◆ GOAL 1
Summarize the westward-expansion passage in two sentences.
◆ GOAL 2
According to the westward-expansion passage, what proportion of southerners still worked the land in 1860?
◆ GOAL 3
From the westward-expansion passage, extract everything from "In the North, the" down to "made at home.".

◆ TEXT SEGMENT
________________________

During the move west settlers created towns and systems much like they had left behind; Upstate New York and the Upper Northwest resembled New England and the Lower South replicated the plantation-based society of the South Atlantic states. In 1860, about 80 percent of southerners still worked the land—same proportion as in 1800. Their banking and transportation systems remained adjuncts to the plantation economy.
In the North, the Market Revolution and westward expansion set in motion dramatic changes. The region became an integrated economy of commercial farms and manufacturing cities. As the Northwest became a settled society, surrounded by a web of transportation with eastern centers of commerce and banking the small farmer found himself drawn into the market economy. They began to grow crops just for market and to raise livestock for sale. The farmer then began to buy the goods previously made at home.

________________________

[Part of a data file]
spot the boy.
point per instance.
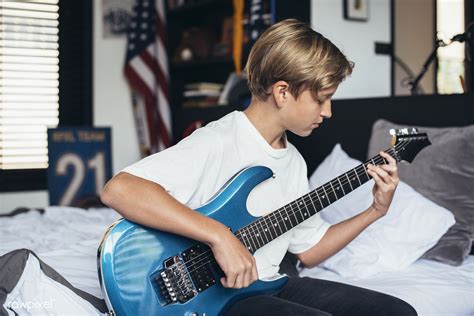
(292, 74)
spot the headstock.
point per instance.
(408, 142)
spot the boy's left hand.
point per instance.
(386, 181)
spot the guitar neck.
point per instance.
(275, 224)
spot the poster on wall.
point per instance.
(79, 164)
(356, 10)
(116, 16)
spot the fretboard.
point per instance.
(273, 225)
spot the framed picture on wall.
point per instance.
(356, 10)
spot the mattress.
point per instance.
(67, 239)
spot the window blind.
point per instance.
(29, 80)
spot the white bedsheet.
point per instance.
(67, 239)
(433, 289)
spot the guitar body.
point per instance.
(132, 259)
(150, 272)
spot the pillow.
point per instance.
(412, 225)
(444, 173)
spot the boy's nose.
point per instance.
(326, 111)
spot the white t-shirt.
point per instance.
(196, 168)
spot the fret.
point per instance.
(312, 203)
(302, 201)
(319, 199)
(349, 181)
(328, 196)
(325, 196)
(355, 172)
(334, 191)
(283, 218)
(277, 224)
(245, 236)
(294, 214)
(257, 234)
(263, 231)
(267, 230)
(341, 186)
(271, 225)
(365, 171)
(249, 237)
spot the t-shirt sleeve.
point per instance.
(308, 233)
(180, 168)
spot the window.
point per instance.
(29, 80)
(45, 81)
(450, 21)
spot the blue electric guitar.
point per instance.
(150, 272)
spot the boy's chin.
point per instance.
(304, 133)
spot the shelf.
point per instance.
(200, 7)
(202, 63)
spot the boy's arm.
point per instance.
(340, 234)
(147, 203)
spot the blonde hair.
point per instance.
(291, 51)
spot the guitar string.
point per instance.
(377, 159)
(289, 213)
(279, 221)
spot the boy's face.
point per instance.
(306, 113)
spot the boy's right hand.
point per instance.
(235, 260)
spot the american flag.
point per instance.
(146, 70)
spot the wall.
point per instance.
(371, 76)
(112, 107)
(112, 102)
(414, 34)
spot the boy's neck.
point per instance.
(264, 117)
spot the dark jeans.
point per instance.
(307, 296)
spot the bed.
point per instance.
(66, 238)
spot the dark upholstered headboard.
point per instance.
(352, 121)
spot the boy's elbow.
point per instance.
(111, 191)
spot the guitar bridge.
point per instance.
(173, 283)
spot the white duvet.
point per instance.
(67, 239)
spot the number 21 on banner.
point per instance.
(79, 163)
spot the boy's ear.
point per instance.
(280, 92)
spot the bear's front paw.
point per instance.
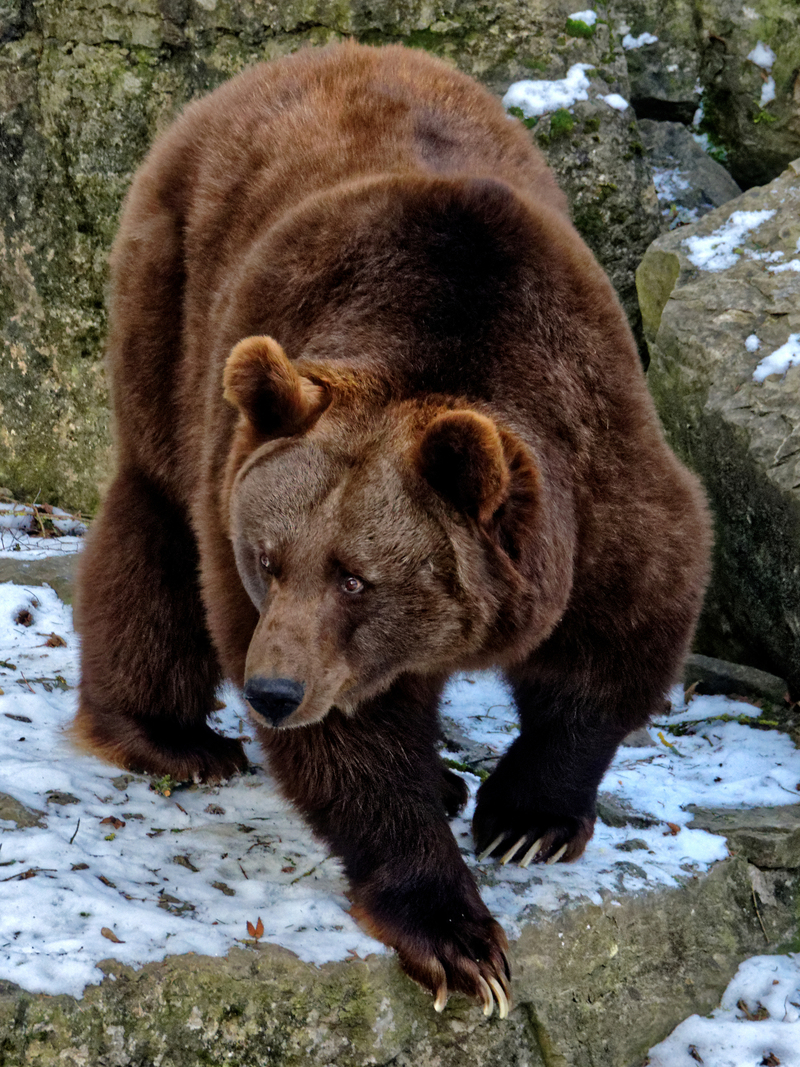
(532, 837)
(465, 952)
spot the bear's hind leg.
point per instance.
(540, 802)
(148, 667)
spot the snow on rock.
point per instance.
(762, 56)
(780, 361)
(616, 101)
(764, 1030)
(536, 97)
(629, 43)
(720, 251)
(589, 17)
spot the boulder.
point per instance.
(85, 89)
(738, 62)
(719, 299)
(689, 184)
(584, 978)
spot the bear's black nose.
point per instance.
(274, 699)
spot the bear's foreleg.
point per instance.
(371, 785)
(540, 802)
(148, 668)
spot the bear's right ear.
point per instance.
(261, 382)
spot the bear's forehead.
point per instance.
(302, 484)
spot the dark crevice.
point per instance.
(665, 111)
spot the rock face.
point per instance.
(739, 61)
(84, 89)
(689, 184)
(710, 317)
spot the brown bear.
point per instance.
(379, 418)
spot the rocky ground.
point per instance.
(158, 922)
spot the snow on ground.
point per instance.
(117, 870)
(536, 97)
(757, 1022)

________________________

◆ FULL RESPONSE 1
Settlers moving west built towns and systems much like those they had left, and the Lower South copied the plantation society of the South Atlantic states, where about 80 percent of southerners still worked the land in 1860. In the North, the Market Revolution and westward expansion created an integrated economy of commercial farms and manufacturing cities, drawing small farmers into the market to grow crops and raise livestock for sale and to buy goods once made at home.

◆ FULL RESPONSE 2
About 80 percent, the same proportion as in 1800.

◆ FULL RESPONSE 3
In the North, the Market Revolution and westward expansion set in motion dramatic changes. The region became an integrated economy of commercial farms and manufacturing cities. As the Northwest became a settled society, surrounded by a web of transportation with eastern centers of commerce and banking the small farmer found himself drawn into the market economy. They began to grow crops just for market and to raise livestock for sale. The farmer then began to buy the goods previously made at home.